● GOAL:
Show each line in the rows below that contains the word "blue". Case matters.

[Rows from a box-labeling dataset]
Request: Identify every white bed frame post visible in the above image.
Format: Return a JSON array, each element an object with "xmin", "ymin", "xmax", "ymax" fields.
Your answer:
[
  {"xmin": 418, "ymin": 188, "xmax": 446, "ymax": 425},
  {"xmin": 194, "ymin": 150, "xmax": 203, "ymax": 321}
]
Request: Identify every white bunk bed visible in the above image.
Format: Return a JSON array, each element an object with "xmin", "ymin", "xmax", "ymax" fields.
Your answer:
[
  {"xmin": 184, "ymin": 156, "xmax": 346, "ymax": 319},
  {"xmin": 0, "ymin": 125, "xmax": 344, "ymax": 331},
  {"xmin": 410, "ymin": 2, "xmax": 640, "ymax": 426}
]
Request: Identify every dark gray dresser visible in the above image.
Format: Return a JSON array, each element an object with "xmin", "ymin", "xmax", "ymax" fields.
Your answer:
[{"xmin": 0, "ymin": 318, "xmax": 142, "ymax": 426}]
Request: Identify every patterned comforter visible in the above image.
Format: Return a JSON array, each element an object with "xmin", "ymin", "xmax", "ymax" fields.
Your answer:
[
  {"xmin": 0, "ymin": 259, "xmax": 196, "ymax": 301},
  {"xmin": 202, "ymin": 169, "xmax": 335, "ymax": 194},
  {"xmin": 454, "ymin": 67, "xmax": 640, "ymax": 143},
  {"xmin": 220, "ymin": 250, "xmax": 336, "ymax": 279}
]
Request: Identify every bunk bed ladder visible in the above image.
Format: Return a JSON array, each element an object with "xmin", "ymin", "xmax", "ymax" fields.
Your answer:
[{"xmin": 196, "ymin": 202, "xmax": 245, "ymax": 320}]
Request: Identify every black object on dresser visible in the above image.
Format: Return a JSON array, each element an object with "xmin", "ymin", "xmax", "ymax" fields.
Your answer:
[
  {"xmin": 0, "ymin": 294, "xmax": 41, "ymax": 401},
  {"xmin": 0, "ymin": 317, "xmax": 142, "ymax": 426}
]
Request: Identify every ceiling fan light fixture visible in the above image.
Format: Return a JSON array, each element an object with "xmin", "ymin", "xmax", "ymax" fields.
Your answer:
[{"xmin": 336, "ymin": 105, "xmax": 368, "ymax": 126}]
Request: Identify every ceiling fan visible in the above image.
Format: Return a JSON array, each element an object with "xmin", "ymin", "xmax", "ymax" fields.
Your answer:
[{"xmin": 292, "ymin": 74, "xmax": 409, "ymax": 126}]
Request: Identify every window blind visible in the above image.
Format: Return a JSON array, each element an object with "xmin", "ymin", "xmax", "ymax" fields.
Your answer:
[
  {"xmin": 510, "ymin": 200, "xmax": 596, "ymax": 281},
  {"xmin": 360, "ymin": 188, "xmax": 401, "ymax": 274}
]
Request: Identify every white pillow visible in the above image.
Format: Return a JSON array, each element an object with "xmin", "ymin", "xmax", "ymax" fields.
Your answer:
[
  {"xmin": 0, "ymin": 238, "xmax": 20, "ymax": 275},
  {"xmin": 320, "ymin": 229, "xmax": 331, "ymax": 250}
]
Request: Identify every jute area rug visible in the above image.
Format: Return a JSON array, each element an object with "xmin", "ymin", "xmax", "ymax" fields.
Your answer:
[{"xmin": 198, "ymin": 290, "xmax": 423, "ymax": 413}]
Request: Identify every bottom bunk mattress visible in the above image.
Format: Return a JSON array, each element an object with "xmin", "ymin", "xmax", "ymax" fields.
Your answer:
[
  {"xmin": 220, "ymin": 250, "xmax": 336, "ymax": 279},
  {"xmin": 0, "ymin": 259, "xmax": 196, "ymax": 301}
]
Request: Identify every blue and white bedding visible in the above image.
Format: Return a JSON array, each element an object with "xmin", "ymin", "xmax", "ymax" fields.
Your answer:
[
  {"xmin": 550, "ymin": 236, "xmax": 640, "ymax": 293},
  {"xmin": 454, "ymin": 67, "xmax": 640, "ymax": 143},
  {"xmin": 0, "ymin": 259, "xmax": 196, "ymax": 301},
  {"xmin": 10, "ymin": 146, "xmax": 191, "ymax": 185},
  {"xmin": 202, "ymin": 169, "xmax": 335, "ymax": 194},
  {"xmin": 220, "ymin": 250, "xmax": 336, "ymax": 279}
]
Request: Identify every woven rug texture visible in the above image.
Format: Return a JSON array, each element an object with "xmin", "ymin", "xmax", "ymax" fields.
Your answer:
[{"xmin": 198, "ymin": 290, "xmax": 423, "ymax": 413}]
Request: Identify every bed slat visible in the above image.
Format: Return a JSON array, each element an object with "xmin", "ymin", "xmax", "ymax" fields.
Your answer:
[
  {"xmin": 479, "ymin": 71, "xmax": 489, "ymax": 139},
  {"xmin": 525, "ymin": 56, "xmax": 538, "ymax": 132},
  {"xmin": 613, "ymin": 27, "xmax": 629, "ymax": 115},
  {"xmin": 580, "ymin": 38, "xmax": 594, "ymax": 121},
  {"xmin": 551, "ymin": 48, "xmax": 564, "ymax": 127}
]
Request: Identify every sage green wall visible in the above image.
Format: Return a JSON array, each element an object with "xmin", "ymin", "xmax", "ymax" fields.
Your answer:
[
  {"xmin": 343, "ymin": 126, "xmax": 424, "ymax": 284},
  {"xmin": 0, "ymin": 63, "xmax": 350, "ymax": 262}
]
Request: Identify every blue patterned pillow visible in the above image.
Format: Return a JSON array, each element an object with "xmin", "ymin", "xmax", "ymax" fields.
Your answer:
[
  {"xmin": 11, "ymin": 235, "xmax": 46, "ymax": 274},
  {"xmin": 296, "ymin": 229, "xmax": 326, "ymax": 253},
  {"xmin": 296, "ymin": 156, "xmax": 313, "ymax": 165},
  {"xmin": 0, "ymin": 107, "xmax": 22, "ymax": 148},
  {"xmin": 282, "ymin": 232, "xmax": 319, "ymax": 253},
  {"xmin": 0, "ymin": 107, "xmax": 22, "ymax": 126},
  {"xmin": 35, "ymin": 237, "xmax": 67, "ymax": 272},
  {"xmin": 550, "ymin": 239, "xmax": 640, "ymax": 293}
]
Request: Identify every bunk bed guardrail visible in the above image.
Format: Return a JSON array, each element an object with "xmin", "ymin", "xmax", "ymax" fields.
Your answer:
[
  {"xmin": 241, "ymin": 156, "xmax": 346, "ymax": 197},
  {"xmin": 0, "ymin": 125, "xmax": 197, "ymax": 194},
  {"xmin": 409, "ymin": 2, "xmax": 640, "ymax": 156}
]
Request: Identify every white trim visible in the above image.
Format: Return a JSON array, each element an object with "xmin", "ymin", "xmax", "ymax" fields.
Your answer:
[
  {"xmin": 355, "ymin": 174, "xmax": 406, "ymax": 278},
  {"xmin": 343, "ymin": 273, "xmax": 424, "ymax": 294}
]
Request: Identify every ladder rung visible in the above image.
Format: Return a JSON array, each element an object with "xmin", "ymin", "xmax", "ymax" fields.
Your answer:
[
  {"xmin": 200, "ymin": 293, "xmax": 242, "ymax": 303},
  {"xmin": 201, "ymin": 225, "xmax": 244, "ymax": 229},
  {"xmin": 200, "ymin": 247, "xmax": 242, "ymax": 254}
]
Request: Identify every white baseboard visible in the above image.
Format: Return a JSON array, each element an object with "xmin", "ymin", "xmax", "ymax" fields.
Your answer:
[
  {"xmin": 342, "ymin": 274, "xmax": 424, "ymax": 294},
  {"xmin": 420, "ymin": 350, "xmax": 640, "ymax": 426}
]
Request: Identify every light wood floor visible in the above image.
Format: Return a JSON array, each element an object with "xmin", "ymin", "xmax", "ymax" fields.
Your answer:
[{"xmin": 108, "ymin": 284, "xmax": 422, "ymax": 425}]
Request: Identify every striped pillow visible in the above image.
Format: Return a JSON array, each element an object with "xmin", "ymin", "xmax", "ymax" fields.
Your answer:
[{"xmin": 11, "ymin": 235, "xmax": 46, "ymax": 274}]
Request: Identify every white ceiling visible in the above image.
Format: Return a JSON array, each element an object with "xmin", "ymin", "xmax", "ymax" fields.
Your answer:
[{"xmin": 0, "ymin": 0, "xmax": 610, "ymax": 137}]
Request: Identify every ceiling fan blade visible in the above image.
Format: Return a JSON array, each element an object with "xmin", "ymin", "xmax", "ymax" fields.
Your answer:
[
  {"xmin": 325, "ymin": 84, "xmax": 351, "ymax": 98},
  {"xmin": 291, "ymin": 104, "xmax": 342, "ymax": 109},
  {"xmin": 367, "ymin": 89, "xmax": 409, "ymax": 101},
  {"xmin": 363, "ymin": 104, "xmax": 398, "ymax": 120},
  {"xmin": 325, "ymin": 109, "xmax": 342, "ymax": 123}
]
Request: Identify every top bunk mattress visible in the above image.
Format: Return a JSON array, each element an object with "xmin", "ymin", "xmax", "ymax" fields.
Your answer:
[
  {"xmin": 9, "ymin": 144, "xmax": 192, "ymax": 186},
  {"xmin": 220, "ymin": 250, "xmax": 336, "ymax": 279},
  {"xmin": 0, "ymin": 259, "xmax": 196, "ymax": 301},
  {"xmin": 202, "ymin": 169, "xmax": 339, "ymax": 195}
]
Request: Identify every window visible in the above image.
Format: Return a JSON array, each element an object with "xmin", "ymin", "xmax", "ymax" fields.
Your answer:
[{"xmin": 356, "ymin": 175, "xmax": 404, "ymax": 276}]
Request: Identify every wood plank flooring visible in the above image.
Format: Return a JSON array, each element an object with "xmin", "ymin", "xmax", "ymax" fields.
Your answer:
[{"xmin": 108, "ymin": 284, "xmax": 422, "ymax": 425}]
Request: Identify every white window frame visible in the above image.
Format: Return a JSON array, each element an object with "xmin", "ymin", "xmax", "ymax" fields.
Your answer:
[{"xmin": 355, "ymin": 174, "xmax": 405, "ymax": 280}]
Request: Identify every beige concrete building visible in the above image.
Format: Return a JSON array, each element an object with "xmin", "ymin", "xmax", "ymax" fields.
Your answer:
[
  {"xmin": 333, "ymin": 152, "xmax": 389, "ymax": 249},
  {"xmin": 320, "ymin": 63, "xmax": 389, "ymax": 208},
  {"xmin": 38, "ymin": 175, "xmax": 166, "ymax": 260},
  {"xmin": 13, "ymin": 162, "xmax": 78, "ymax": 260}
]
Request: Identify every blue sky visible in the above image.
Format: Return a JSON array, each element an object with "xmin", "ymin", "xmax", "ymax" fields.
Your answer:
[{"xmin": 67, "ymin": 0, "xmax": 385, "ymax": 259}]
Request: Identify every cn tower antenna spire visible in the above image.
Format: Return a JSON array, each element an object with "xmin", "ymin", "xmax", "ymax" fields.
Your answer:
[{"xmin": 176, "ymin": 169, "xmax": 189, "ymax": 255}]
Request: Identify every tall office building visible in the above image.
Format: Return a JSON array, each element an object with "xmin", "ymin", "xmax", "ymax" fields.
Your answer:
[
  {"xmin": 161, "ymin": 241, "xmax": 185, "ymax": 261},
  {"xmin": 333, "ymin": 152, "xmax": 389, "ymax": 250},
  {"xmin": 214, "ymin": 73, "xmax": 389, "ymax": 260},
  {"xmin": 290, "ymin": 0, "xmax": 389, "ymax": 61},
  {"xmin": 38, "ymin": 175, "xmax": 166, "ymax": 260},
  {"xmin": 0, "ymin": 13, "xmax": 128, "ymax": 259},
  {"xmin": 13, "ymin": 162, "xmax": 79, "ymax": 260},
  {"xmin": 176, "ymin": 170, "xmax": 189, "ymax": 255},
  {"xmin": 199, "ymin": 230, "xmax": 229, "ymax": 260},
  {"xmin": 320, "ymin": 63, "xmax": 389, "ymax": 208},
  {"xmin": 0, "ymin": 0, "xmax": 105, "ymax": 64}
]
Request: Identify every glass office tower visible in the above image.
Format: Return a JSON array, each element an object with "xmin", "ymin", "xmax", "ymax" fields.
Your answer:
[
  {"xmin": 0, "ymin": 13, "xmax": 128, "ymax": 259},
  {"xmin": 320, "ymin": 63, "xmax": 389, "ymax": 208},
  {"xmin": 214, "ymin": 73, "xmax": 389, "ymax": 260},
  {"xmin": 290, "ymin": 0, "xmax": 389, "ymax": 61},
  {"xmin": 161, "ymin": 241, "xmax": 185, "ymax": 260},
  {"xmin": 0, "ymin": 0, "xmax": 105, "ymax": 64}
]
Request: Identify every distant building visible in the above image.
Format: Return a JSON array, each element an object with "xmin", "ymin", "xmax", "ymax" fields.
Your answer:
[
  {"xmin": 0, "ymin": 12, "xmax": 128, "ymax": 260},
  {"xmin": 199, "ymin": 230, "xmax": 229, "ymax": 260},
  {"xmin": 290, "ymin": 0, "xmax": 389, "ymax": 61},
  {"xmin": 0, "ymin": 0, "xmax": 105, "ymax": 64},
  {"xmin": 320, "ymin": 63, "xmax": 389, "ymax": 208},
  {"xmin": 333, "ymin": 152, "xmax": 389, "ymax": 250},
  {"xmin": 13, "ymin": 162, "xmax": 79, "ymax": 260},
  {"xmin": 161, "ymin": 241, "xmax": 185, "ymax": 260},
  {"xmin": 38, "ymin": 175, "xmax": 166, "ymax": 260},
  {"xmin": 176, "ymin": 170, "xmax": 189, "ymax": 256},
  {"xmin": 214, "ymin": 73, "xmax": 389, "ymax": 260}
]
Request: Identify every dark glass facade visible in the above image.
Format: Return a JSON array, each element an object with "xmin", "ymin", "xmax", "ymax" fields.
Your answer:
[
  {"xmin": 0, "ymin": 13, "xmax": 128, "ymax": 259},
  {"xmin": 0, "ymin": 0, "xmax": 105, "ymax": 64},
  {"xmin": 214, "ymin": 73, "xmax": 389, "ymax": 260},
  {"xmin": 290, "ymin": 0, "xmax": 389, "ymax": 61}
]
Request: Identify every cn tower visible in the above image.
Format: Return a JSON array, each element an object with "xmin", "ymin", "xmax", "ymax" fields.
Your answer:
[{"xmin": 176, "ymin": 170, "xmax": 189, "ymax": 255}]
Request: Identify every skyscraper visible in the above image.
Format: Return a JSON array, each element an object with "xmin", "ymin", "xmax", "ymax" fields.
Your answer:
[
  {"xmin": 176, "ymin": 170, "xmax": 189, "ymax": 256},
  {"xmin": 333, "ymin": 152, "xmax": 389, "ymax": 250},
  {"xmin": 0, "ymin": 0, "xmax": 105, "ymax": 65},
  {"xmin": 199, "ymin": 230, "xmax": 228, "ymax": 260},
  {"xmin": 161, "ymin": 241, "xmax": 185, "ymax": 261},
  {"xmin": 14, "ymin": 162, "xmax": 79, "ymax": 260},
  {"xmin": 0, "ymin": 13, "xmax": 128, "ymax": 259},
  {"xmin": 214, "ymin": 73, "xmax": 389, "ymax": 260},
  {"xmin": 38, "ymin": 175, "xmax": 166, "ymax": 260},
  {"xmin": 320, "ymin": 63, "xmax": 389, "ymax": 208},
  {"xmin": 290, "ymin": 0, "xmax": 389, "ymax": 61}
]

● RESPONSE TO THE TASK:
Request: Identify every blue and white bedding visible in the above image.
Request: Identify every blue patterned pillow visible in the above image.
Request: Identify every blue sky visible in the above image.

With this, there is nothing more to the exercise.